WHAT THE TASK REQUIRES:
Looking at the material below, work out how many of its lines hold the string "grain". Give that figure alone.
** Opening EXTRACTED ENTRIES block **
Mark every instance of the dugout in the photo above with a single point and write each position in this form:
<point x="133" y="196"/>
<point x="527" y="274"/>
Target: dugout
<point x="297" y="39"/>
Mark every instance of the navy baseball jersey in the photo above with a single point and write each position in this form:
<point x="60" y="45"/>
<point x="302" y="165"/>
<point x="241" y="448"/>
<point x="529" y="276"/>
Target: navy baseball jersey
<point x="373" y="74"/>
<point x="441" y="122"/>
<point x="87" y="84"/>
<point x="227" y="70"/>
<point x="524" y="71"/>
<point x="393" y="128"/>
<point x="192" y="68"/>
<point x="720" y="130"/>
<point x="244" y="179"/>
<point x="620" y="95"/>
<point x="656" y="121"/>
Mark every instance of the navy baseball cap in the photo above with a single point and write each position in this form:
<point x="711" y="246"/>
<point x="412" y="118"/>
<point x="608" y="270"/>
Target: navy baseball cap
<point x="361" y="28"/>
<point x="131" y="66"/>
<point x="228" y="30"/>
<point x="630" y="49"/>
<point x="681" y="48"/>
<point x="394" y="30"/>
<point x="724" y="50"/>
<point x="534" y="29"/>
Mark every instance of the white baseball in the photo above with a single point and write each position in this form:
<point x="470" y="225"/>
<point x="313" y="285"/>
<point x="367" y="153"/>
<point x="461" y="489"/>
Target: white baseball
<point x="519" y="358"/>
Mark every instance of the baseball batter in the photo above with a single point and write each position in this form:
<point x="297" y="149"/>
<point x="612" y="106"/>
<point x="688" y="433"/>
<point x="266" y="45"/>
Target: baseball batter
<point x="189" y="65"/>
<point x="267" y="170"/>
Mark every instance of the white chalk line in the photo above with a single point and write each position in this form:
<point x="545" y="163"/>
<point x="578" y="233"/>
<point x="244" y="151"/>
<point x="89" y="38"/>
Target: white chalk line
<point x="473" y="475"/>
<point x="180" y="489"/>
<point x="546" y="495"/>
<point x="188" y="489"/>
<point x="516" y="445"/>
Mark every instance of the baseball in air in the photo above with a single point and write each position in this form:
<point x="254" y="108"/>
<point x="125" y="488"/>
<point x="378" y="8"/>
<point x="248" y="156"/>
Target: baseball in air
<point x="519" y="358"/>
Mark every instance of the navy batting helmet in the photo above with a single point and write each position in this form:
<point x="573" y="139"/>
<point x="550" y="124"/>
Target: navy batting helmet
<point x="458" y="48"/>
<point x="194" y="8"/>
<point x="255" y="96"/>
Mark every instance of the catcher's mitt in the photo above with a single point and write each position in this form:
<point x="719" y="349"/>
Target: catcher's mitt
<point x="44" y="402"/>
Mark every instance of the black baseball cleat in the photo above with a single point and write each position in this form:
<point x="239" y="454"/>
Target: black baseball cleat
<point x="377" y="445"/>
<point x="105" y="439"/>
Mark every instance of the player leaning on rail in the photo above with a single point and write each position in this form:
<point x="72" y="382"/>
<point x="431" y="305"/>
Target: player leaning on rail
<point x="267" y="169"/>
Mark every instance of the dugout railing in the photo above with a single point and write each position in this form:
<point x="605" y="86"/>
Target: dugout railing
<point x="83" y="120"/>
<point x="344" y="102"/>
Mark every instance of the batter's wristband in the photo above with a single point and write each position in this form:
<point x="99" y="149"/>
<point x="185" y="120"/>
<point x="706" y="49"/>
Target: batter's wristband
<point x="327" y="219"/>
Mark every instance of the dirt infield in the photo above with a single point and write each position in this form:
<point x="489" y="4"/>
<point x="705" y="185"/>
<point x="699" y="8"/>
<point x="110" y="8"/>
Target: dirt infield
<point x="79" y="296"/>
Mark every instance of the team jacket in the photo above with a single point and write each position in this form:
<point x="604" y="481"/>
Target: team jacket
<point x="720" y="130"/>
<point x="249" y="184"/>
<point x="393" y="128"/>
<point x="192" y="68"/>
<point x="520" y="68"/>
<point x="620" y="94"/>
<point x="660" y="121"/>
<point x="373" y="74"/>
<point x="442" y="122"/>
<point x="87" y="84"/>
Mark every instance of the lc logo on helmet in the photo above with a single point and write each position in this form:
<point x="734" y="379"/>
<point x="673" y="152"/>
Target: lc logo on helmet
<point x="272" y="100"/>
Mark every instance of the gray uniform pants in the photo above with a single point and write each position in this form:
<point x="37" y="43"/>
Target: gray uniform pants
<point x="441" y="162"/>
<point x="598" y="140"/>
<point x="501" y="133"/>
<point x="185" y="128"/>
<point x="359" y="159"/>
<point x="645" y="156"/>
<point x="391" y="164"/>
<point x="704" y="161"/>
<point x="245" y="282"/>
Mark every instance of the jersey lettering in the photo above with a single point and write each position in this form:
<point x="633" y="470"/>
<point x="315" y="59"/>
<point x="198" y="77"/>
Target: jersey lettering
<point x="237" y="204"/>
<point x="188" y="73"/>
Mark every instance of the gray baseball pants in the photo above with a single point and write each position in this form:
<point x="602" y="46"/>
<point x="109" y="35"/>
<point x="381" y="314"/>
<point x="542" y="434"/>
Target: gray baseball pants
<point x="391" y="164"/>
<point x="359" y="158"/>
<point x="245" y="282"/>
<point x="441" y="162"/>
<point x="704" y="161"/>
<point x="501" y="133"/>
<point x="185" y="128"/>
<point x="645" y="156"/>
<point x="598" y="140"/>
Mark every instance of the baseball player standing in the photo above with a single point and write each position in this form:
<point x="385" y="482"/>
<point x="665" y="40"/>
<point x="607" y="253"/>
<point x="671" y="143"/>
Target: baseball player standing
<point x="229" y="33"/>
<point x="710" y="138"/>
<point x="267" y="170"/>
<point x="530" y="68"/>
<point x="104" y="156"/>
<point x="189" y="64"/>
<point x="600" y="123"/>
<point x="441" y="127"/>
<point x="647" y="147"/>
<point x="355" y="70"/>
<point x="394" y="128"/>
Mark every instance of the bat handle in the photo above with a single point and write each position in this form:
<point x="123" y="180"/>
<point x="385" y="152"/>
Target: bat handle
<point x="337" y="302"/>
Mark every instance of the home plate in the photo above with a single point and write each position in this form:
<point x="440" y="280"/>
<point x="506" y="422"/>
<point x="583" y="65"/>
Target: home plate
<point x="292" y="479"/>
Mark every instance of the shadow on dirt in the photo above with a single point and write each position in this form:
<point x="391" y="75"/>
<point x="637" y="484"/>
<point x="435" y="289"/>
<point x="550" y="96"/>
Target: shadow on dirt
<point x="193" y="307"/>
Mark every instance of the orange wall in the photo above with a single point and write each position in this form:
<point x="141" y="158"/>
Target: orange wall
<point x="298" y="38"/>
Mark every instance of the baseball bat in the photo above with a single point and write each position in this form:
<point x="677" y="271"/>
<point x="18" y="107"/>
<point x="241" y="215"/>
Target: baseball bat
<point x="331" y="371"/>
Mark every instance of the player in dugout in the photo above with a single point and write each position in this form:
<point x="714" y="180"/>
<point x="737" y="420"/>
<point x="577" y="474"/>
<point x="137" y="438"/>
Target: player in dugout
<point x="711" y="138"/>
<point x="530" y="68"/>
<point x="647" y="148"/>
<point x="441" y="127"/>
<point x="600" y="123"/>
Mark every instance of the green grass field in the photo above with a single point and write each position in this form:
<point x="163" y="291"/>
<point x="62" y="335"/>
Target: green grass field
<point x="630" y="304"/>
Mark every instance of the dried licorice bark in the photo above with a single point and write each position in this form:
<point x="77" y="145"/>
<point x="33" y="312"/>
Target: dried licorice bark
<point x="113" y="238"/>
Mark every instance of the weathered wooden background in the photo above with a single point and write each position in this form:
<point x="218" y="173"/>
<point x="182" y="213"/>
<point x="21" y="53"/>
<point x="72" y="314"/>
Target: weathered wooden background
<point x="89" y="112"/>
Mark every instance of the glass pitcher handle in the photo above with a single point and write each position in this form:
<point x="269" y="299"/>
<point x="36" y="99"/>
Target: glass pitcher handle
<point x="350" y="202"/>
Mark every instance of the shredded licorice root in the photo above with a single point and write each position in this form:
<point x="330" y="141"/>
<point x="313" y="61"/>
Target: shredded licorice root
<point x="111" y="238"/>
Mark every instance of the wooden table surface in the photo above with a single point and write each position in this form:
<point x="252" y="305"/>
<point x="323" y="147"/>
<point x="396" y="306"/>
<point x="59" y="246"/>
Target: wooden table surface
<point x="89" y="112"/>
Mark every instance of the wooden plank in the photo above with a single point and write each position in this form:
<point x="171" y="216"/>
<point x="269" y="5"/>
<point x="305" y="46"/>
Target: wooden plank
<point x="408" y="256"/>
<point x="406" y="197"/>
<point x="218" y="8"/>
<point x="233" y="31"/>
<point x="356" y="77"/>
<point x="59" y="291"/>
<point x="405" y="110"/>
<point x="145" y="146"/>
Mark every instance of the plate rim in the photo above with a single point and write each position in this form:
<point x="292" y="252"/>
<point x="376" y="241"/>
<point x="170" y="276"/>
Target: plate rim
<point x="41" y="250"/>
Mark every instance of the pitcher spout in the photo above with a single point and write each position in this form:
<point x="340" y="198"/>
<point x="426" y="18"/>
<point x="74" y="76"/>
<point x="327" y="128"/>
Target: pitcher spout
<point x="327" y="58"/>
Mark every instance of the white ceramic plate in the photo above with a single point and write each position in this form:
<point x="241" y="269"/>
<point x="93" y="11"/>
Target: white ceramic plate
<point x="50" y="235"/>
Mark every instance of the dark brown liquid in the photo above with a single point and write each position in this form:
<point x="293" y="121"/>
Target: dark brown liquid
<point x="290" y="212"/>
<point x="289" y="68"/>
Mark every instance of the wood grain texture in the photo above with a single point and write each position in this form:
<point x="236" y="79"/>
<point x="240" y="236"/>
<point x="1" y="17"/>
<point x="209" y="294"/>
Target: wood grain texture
** Closing EXTRACTED ENTRIES block **
YOUR RESPONSE:
2